EXERCISE INPUT
------------

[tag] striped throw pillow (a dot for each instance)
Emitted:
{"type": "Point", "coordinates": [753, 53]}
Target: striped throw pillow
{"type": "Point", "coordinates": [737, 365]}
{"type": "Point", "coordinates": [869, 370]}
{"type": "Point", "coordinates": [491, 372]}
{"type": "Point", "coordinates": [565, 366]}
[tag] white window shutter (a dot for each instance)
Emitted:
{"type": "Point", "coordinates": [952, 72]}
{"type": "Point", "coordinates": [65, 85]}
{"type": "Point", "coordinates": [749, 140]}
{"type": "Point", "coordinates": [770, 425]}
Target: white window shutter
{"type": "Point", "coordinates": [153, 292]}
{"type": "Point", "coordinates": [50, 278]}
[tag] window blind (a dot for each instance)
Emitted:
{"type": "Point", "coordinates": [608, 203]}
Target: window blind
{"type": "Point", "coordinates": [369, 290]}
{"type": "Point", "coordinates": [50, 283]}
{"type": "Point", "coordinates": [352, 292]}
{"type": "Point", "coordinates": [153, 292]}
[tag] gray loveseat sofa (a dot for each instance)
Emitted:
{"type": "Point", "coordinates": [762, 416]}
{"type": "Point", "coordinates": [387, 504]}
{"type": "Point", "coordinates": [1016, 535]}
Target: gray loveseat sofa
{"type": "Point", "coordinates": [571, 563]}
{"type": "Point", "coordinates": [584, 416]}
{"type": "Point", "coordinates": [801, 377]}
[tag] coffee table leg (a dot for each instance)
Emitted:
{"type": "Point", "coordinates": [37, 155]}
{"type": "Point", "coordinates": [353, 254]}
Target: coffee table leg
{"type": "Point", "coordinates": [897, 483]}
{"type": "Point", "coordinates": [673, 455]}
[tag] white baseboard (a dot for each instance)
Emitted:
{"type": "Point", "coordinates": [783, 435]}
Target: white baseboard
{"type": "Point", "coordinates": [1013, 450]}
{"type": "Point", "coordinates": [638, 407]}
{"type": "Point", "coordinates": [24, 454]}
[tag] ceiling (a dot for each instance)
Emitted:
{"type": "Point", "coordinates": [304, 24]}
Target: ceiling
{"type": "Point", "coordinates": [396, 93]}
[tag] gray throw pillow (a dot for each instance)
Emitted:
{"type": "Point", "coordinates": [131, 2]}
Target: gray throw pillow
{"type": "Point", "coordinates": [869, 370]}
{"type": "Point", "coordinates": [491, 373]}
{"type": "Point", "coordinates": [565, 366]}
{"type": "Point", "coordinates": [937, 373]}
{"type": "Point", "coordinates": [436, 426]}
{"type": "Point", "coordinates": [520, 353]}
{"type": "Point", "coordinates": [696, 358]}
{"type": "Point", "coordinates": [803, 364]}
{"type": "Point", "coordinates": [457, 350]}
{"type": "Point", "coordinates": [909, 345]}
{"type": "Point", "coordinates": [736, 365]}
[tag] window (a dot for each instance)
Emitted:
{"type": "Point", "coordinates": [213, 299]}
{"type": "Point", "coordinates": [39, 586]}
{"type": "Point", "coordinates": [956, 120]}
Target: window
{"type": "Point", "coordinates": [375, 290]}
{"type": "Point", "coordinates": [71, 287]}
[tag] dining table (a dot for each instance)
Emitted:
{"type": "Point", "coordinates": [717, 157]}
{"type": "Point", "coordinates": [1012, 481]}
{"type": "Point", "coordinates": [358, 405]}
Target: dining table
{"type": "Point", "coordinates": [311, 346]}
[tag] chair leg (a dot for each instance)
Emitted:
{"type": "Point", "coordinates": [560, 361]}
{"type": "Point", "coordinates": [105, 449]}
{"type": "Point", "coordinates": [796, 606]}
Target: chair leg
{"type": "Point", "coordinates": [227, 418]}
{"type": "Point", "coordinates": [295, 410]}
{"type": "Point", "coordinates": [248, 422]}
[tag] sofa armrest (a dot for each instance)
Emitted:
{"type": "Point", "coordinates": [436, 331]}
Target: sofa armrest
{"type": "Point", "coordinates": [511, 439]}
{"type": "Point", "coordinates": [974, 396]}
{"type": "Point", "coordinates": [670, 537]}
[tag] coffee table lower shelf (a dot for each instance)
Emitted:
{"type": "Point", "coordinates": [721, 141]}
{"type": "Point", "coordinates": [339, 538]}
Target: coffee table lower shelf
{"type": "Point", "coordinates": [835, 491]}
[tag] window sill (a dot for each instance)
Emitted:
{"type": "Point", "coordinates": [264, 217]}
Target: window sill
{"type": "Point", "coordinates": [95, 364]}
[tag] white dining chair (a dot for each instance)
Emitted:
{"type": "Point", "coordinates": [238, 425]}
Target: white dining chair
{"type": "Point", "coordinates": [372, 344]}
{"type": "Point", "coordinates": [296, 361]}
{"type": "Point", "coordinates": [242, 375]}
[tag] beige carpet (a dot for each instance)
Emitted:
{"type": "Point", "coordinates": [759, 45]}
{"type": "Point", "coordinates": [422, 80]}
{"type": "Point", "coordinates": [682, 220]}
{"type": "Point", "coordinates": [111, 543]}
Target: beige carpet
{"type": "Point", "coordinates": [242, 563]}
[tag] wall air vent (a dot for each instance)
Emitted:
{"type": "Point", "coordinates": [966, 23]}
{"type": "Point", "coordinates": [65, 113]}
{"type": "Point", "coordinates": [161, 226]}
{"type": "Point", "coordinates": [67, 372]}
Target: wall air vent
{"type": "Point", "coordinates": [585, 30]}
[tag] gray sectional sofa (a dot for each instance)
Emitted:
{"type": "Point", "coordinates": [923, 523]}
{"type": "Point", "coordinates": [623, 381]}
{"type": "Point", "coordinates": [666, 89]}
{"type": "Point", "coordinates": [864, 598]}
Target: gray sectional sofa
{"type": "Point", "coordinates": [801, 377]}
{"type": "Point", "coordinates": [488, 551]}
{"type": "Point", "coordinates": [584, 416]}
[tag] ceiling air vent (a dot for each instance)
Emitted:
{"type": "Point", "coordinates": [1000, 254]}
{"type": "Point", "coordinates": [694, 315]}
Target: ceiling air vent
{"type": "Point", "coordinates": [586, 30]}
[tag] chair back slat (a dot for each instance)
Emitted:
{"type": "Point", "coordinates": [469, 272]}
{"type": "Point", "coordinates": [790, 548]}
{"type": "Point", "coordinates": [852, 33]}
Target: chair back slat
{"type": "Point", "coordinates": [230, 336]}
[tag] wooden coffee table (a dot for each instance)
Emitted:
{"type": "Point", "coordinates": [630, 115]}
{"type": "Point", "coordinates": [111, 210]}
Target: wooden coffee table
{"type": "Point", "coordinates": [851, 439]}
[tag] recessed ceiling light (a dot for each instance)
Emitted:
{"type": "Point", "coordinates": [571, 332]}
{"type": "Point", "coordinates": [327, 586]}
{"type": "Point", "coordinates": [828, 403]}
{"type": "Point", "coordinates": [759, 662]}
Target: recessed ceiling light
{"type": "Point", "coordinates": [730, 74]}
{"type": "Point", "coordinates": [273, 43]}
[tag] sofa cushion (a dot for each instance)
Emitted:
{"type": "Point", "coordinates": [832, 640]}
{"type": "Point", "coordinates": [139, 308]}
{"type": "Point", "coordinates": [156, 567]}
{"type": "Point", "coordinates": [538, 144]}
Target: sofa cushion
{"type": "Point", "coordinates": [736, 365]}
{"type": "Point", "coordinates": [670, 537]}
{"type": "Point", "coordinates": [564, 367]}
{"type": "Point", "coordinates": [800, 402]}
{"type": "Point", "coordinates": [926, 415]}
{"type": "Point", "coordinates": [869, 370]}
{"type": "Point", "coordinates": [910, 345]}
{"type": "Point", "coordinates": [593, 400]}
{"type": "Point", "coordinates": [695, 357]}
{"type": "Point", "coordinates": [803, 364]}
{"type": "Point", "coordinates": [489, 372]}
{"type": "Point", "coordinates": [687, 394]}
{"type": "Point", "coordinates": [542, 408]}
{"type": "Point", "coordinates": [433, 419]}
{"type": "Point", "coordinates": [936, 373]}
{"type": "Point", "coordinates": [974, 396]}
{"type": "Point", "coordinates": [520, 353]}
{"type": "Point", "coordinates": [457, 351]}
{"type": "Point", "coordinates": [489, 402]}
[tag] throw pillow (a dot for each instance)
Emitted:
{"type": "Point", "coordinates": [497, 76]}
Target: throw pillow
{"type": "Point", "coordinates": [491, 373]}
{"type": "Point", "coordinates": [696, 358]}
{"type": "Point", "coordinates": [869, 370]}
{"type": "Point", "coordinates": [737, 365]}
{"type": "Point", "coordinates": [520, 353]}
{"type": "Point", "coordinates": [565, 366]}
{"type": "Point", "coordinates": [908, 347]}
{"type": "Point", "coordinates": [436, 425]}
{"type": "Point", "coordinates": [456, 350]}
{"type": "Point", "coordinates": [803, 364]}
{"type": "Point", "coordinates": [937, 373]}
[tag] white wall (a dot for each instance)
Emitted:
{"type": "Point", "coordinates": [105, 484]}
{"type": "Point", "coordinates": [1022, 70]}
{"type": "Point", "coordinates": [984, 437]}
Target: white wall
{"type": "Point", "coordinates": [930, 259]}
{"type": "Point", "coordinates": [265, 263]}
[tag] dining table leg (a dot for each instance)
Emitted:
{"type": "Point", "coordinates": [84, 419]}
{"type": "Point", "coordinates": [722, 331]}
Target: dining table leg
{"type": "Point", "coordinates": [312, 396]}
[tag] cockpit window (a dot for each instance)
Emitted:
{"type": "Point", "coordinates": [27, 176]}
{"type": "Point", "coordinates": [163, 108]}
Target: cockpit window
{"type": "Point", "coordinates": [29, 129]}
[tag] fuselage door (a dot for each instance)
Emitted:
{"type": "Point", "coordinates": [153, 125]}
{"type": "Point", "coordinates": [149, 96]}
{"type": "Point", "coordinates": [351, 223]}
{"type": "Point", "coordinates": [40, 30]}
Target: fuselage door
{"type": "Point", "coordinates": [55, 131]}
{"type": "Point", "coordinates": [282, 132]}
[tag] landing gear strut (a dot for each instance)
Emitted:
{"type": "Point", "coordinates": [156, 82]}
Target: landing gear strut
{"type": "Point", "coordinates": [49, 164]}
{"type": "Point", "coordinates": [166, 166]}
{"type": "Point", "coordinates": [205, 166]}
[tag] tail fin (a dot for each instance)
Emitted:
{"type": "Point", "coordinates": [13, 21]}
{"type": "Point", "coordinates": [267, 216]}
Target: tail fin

------------

THE EXERCISE
Render everything from the line containing "[tag] landing gear" down to the end of the data as a JSON list of strings, one string per line, including both ends and leaving out blank lines.

WORKED ANSWER
[
  "[tag] landing gear strut (a dot for each instance)",
  "Emitted:",
  "{\"type\": \"Point\", \"coordinates\": [156, 82]}",
  "Target: landing gear strut",
  "{\"type\": \"Point\", \"coordinates\": [49, 164]}",
  "{\"type\": \"Point\", \"coordinates\": [166, 166]}",
  "{\"type\": \"Point\", \"coordinates\": [205, 166]}",
  "[tag] tail fin (a dot for each instance)",
  "Emitted:",
  "{\"type\": \"Point\", \"coordinates\": [13, 21]}",
  "{\"type\": \"Point\", \"coordinates\": [267, 216]}",
  "Target: tail fin"
]